Consigne courte: Pouvez-vous recopier mot pour mot le passage de l'article sur le printemps arabe situé entre « Actuellement nous sommes » et « en Syrie (EIIS). », bornes incluses ?

**** Article ****

Opinions - 20.09.2014

Mustapha Tlili: De coûteuses chimères arabes

A l'exception de la Tunisie, aucun Etat arabe n'a pu maintenir l'élan pro-démocratique suscité par le printemps arabe. Tous les Etats arabes, à l'exception de la Tunisie, manquent d'une forte identité nationale. Afin de surmonter ce triste legs, les gouvernements arabes devront élaborer un nouveau contrat social entre les autorités et les citoyens. Grâce à l'établissement d'un tel contrat, une identité nationale distincte – et, en fin de compte – une allégeance nationale s'instaureront et mettront ces pays sur le long chemin de l'expérience démocratique.

Le printemps arabe avait apporté l'espoir d'une ère nouvelle – au cours de laquelle la Tunisie, l'Egypte et d'autres pays souscriraient aux idéaux et aux pratiques de la démocratie. Mais les mois qui ont suivi le renversement des présidents Zine El Abidine Ben Ali et Hosni Moubarak ont révélé de graves malentendus au sujet de la difficulté de réaliser une démocratie effective.

Deux factions politiques ont exploité ces malentendus. L'une – les Islamistes – a prétendu louer la démocratie, mais ne souhaitait secrètement qu'imposer son idéologie messianique. L'autre –  les reliquats de l'élite qui avait prospéré sous les anciens régimes – s'est efforcée de perpétuer ses avantages économiques et politiques. Ces forces ont vite essayé de profiter du désordre.

Actuellement nous sommes témoins des conséquences néfastes des efforts des Islamistes et des anciens régimes : l'Egypte semble régresser vers son état précédent, le chaos règne en Libye, et la Syrie et l'Iraq (en plus des atrocités commises par leurs propres régimes) doivent faire face aux horreurs de l'Etat islamique en Irak et en Syrie (EIIS).

**** Extrait de données ****

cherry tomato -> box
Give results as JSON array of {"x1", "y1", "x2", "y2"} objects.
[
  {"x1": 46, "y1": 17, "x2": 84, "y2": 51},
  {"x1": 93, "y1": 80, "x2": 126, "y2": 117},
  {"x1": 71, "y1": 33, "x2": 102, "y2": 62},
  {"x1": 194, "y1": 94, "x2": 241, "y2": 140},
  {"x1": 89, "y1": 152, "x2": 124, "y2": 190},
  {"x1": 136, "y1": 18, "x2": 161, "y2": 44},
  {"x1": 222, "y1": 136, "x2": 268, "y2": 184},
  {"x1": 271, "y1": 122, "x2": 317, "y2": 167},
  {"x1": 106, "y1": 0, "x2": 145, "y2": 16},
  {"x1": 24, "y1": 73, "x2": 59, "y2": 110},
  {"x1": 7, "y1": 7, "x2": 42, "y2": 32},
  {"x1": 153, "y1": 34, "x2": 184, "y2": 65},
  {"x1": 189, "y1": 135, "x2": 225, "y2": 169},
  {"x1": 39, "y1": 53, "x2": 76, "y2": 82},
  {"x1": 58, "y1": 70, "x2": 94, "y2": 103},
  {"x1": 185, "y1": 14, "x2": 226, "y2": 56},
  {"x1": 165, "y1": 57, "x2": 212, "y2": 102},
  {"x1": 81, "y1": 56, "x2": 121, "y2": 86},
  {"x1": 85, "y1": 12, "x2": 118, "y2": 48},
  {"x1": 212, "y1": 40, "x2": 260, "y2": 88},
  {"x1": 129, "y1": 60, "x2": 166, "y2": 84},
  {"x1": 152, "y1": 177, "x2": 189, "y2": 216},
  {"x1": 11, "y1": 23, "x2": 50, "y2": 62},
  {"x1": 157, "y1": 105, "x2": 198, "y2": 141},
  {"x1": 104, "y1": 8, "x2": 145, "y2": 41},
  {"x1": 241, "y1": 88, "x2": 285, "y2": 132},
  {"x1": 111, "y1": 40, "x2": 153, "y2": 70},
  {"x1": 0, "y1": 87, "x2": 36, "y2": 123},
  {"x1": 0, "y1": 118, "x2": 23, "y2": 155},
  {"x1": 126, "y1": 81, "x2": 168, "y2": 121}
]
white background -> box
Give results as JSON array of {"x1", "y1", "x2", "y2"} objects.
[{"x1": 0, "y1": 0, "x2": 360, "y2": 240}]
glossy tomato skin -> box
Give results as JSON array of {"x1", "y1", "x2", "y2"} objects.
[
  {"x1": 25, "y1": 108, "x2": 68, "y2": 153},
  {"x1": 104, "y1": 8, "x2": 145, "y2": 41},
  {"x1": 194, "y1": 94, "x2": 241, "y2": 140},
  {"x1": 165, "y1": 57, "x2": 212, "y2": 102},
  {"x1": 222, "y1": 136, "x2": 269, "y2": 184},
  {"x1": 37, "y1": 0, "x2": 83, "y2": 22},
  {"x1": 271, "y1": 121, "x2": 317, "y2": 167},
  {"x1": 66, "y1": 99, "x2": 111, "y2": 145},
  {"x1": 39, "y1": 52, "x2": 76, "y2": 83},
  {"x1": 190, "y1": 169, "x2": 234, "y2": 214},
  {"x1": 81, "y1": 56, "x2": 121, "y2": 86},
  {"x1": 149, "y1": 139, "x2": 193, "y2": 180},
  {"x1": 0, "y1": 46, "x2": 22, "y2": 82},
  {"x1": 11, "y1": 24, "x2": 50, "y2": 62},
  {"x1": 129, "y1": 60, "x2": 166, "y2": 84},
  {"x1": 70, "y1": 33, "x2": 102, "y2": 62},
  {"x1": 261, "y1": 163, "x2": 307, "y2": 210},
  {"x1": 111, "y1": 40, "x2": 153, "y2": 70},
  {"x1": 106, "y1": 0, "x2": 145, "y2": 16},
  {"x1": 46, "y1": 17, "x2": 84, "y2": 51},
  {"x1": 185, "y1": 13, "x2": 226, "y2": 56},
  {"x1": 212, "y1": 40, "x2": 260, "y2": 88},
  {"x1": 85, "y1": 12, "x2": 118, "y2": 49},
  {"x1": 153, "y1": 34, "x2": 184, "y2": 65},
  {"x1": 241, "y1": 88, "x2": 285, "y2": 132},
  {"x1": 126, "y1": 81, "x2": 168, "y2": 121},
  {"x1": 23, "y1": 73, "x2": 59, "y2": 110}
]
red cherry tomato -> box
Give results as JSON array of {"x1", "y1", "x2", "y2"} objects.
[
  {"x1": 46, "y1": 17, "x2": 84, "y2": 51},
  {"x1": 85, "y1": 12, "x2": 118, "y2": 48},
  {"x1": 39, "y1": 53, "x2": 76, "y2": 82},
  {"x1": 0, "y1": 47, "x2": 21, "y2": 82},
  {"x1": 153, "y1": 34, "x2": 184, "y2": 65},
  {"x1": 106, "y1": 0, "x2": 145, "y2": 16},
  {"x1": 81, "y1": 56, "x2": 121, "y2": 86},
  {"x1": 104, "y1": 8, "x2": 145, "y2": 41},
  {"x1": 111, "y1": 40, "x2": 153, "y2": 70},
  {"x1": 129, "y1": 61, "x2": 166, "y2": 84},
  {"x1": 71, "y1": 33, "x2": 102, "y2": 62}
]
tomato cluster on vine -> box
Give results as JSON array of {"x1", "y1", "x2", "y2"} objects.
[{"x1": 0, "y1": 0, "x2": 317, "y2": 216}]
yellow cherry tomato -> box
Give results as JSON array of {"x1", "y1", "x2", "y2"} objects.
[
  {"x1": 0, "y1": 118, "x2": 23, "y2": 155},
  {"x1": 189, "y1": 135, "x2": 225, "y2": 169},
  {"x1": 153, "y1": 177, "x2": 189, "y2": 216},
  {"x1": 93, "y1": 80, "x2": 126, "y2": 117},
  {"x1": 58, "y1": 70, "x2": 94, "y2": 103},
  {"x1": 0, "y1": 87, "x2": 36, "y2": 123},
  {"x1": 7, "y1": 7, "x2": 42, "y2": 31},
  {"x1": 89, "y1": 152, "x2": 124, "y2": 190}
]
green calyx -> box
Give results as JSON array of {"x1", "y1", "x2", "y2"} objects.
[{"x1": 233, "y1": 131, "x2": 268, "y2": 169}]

****
**** Extrait de données ****

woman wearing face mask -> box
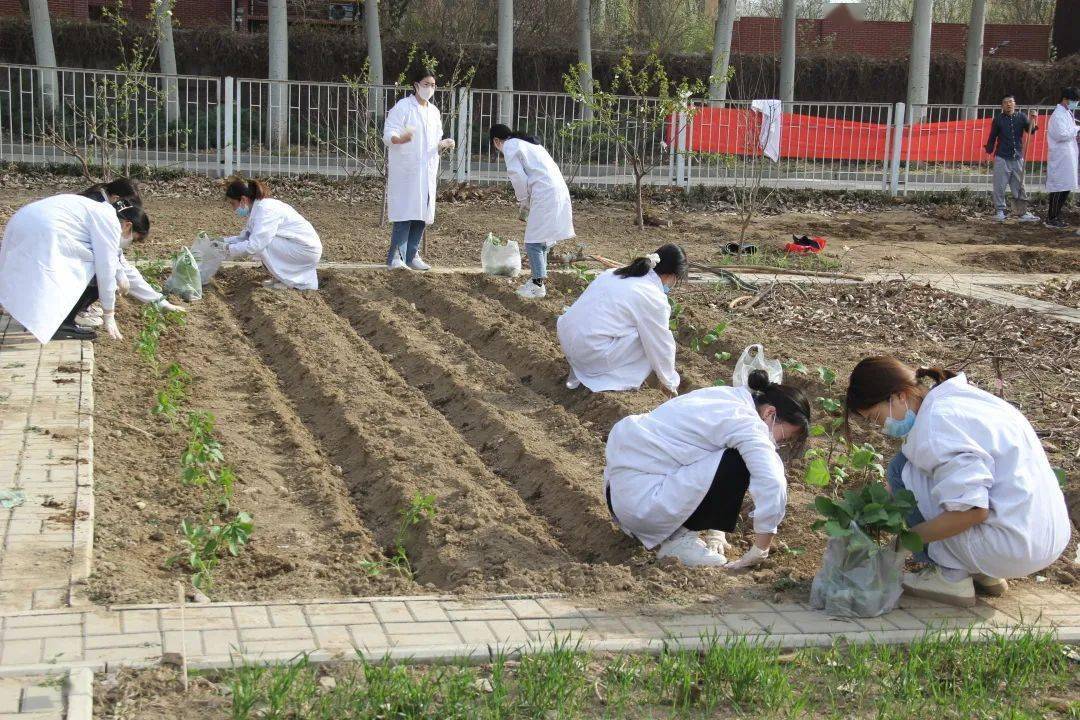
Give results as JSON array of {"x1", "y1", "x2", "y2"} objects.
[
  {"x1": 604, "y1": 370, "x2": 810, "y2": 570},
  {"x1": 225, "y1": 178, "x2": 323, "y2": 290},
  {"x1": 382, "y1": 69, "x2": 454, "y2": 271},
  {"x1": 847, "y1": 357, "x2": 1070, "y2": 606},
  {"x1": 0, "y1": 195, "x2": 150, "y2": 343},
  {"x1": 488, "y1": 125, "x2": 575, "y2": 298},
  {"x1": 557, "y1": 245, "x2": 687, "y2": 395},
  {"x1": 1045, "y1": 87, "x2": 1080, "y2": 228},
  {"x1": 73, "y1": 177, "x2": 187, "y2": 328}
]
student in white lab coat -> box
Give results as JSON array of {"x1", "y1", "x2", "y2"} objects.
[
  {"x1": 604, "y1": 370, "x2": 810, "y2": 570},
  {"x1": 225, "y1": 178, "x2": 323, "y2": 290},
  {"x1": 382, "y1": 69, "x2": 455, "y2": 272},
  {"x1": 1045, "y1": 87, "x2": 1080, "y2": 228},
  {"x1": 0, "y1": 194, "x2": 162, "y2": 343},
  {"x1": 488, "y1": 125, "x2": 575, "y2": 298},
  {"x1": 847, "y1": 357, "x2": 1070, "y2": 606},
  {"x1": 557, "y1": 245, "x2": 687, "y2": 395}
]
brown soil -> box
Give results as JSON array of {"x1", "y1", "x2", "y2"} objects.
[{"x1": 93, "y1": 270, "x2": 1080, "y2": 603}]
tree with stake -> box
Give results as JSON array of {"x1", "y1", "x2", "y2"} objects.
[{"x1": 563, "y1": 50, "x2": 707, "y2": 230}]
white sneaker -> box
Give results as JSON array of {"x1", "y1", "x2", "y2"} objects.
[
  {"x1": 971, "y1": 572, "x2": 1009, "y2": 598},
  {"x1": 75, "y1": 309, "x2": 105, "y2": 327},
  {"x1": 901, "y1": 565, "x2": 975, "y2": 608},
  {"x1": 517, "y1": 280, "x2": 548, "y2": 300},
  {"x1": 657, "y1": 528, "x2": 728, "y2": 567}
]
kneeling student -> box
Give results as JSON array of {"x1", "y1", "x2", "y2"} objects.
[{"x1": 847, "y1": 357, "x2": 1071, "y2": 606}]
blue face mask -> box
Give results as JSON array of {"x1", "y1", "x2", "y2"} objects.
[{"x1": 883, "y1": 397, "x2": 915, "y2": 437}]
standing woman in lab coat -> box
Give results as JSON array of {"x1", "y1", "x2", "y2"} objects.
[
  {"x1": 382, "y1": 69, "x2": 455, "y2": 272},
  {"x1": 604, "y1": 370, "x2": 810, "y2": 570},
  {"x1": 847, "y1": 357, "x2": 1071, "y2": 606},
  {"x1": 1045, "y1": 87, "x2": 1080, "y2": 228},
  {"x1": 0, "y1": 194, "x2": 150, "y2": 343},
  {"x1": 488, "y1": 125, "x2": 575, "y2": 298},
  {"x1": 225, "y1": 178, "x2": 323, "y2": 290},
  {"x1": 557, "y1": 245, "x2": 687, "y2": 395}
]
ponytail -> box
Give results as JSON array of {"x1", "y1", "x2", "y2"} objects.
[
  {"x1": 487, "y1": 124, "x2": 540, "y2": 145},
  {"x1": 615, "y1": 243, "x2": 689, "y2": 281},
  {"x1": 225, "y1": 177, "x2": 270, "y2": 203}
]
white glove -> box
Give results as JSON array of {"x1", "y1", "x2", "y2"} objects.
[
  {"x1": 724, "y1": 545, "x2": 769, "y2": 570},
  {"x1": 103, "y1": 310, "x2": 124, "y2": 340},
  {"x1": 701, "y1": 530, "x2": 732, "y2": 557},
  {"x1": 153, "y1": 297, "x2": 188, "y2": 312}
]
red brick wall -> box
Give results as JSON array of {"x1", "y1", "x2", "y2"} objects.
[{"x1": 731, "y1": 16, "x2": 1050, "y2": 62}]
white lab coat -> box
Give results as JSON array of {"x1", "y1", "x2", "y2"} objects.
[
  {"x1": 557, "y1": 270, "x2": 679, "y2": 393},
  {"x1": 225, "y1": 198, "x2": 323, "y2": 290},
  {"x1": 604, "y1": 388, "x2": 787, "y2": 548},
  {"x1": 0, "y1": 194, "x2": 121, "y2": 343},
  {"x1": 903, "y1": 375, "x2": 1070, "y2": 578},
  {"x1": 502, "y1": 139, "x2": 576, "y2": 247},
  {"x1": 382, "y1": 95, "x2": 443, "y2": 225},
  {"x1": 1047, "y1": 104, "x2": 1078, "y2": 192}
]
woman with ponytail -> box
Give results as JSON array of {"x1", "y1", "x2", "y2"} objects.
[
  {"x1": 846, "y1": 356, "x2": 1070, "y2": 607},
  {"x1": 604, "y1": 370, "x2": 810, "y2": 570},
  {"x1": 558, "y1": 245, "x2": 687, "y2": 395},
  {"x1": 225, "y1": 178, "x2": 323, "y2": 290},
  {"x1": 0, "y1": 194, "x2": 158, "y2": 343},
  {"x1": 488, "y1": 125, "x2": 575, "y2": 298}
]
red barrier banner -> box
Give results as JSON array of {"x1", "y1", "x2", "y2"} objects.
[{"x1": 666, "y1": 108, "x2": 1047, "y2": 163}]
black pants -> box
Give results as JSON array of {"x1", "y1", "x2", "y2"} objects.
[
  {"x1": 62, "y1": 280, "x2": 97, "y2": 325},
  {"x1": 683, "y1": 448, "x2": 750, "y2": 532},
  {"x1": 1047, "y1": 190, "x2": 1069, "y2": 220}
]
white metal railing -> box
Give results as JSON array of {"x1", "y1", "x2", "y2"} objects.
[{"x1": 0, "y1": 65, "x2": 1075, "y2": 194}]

****
**** Extrait de données ****

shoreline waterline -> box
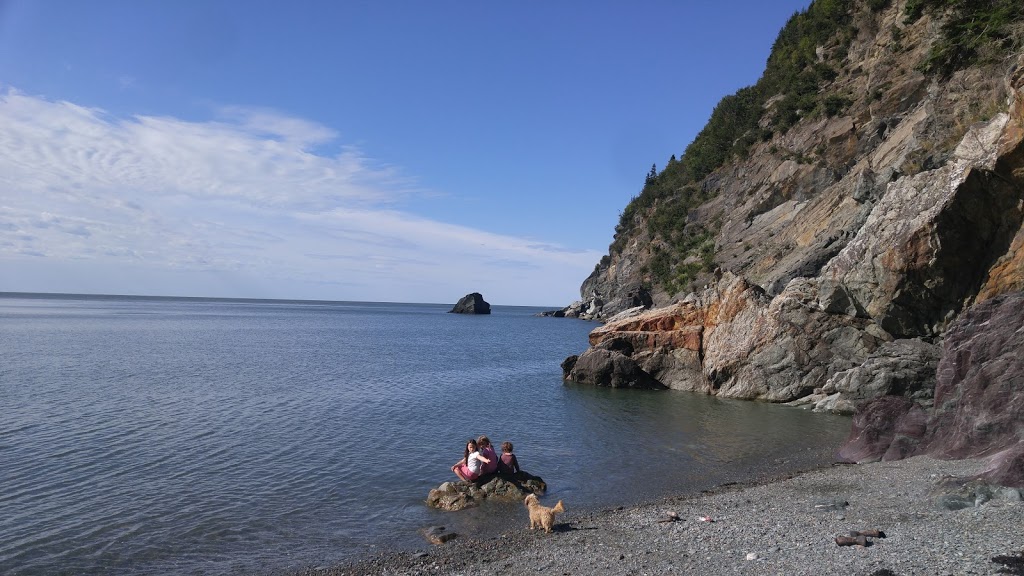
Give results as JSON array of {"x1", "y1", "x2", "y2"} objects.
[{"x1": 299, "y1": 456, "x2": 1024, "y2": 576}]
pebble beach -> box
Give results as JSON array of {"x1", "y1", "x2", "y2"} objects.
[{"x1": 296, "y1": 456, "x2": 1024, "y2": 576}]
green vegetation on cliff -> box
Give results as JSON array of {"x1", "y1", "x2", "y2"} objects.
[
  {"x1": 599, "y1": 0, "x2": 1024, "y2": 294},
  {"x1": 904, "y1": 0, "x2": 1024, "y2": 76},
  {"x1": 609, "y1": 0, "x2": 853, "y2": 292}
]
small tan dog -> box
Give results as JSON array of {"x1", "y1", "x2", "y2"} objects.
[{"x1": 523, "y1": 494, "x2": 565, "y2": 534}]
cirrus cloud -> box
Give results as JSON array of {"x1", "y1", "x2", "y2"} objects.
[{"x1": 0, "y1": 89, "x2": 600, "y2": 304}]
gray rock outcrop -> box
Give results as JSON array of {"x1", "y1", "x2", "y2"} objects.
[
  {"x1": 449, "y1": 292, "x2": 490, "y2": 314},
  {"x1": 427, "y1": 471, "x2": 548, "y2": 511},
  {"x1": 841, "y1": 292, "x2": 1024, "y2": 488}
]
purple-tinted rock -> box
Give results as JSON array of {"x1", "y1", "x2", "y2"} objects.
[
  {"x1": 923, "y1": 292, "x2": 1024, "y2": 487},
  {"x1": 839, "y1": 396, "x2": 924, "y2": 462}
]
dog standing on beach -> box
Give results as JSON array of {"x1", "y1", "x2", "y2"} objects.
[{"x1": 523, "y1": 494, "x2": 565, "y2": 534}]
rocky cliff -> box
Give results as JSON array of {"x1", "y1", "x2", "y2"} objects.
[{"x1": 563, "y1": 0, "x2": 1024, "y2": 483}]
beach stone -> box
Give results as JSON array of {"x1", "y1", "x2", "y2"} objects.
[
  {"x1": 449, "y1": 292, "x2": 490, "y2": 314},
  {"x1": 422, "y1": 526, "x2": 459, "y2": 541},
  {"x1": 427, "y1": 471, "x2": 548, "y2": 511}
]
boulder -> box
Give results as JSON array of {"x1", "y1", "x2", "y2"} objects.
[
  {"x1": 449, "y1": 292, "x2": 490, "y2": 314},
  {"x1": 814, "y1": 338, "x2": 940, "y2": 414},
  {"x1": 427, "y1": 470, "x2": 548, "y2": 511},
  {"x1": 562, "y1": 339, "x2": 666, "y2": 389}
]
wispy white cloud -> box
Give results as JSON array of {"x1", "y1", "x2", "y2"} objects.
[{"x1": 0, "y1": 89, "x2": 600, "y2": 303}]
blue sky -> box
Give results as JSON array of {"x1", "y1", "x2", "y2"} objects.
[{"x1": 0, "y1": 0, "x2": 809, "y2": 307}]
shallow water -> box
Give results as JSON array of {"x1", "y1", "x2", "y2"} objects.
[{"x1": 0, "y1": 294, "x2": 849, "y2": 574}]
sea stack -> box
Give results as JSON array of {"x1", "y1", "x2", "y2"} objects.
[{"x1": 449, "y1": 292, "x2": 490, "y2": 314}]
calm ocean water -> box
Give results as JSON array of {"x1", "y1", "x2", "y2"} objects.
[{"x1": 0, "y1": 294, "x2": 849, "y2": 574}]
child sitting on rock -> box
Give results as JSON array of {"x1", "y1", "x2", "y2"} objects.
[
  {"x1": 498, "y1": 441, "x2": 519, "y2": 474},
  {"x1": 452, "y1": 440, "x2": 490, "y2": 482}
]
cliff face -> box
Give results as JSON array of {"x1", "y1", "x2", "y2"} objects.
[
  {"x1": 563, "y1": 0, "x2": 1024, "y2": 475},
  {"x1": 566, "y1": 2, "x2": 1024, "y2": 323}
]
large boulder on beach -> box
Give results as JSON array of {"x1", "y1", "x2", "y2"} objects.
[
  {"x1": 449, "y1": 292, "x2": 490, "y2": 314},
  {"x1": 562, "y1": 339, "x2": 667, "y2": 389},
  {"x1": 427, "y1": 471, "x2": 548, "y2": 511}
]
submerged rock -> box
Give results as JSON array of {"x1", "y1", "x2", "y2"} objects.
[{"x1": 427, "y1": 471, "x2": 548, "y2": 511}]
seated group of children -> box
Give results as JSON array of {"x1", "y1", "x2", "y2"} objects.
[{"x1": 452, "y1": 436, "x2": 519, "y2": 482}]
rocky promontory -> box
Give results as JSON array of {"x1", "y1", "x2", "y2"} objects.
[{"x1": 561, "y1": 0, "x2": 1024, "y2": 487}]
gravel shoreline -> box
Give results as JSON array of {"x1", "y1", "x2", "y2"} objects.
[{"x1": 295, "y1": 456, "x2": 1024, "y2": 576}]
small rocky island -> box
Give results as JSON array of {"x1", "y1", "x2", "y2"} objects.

****

Réponse complète:
Actuellement nous sommes témoins des conséquences néfastes des efforts des Islamistes et des anciens régimes : l'Egypte semble régresser vers son état précédent, le chaos règne en Libye, et la Syrie et l'Iraq (en plus des atrocités commises par leurs propres régimes) doivent faire face aux horreurs de l'Etat islamique en Irak et en Syrie (EIIS).